━━━ Text block

1. Systemic and regional vascular changes were measured in conscious rabbits after intravenous sodium meclofenamate, captopril and phentolamine. These drugs were used respectively to inhibit prostaglandin synthesis and angiotensin-converting enzyme, and to block α-adrenoceptors.
2. Meclofenamate reduced renal and adrenal blood flow by 11 and 28% respectively, and doubled hepatic artery flow. The effect on renal and adrenal flow persisted in the presence of phentolamine.
3. Captopril decreased estimated peripheral resistance and increased cardiac output without changing arterial pressure. Kidney and adrenal flow increased by 70 and 21% respectively.
4. Phentolamine reduced arterial pressure and doubled flow to skeletal muscle and increased hepatic artery flow to the liver.
5. Splenic blood flow was unaffected by meclofenamate, captopril or phentolamine alone. Meclofenamate given after captopril caused a halving of splenic flow and a rise in arterial pressure; these effects were prevented by phentolamine.
6. The results point to a continuing effect of prostaglandin synthesis in maintaining blood flow to the kidney and adrenal gland independent of α-adrenoceptor activation in resting conscious rabbits. An important modulating effect of prostaglandins on sympathetic vascular tone in the spleen is suggested.

━━━━━━

» **What the task requires**
Write out the whole abstract on vascular effects of meclofenamate, captopril and phentolamine in conscious rabbits word for word. The listing that follows this text is not needed for this work.

━━━ Given information

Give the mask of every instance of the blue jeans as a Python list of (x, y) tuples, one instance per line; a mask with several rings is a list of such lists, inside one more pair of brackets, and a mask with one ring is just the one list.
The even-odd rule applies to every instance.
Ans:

━━━━━━

» **Exercise answer**
1. Systemic and regional vascular changes were measured in conscious rabbits after intravenous sodium meclofenamate, captopril and phentolamine. These drugs were used respectively to inhibit prostaglandin synthesis and angiotensin-converting enzyme, and to block α-adrenoceptors.
2. Meclofenamate reduced renal and adrenal blood flow by 11 and 28% respectively, and doubled hepatic artery flow. The effect on renal and adrenal flow persisted in the presence of phentolamine.
3. Captopril decreased estimated peripheral resistance and increased cardiac output without changing arterial pressure. Kidney and adrenal flow increased by 70 and 21% respectively.
4. Phentolamine reduced arterial pressure and doubled flow to skeletal muscle and increased hepatic artery flow to the liver.
5. Splenic blood flow was unaffected by meclofenamate, captopril or phentolamine alone. Meclofenamate given after captopril caused a halving of splenic flow and a rise in arterial pressure; these effects were prevented by phentolamine.
6. The results point to a continuing effect of prostaglandin synthesis in maintaining blood flow to the kidney and adrenal gland independent of α-adrenoceptor activation in resting conscious rabbits. An important modulating effect of prostaglandins on sympathetic vascular tone in the spleen is suggested.